***** TRECHO FORNECIDO
Total de visualizações de página

terça-feira, 26 de janeiro de 2016

COMO OS CRISTÃOS LIDAM COM A CULTURA?

Cultura e fé. Será que estes termos são paradoxais ou existem pontos nos quais eles podem ser uniforme? Primeiro vamos conceituar o termo cultura: significa todo aquele complexo que inclui o conhecimento, a arte, as crenças, a lei, a moral, os costumes e todos os hábitos e aptidões adquiridos pelo ser humano não somente em família, como também por fazer parte de uma sociedade da qual é membro. 

Já que o tema é cultura, não usarei um texto bíblico para basear este artigo e sim um trecho da Epístola escrita a Diagneto, obra de imensurável valor artístico e cultural da literatura cristã primitiva, da qual, infelizmente, pouco se sabe, cujo conteúdo se revela, simultaneamente, como crítica do paganismo e do judaísmo e defesa da superioridade do cristianismo em um texto com requintes linguísticos uma vez que foi destinado a um pagão de cultura erudita.
**********
● **INSTRUÇÃO 1**: Segundo o texto sobre cristãos e cultura, a quem foi destinada a Epístola a Diagneto?
● **INSTRUÇÃO 2**: Diga se cada afirmação abaixo concorda com o texto sobre cristãos e cultura, respondendo sim ou não e citando as palavras do texto que decidem a questão. (a) O autor baseia o artigo em um texto bíblico. (b) A epístola critica o paganismo e o judaísmo. (c) Sabe-se muito sobre a epístola.
● **INSTRUÇÃO 3**: Dê continuidade ao texto sobre cristãos e cultura a partir do ponto em que ele termina.
***** CONJUNTO DE REGISTROS
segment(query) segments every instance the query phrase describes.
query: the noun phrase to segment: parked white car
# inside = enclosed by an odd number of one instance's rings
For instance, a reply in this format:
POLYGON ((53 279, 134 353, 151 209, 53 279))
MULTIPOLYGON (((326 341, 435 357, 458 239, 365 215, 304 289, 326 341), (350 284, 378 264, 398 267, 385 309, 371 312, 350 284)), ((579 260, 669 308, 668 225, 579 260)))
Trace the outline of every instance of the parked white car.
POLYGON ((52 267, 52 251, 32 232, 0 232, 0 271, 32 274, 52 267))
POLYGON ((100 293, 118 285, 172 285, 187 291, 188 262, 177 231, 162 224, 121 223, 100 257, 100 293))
**********
● **RESULTADO DA TAREFA 1**: A um pagão de cultura erudita.

● **RESULTADO DA TAREFA 2**:
(a) Não: "não usarei um texto bíblico para basear este artigo".
(b) Sim: "crítica do paganismo e do judaísmo".
(c) Não: "da qual, infelizmente, pouco se sabe".

● **RESULTADO DA TAREFA 3**:
“Não se distinguem os cristãos dos demais, nem pela região, nem pela língua, nem pelos costumes. (…) Seguem os costumes locais relativamente ao vestuário, à alimentação e ao restante estilo de viver, apresentando um estado de vida admirável (…). Enquanto cidadãos, de tudo participam, porém tudo suportam como estrangeiros. (…) Se a vida deles decorre na terra, a cidadania, contudo está nos céus. Obedecem as leis estabelecidas, todavia superam-nas pela vida. Amam a todos, e por todos são perseguidos (…). Para simplificar, o que é a alma no corpo são no mundo os cristãos.” - Epístola a Diagneto, 5-6

Portanto, antes de falarmos da relação do cristão com a cultura, é necessário definirmos o que é cultura. Conforme o conceito acima, o sentido amplo, refere-se ao cultivo de hábitos, interesses, língua e vida artística de uma nação: histórias, símbolos, estruturas de poder, estruturas organizacionais, sistemas de controle, rituais e rotinas. Tudo o que caracteriza uma realidade social de um povo ou nação, ou então de grupos no interior de uma sociedade: valores, atitudes, crenças e costumes.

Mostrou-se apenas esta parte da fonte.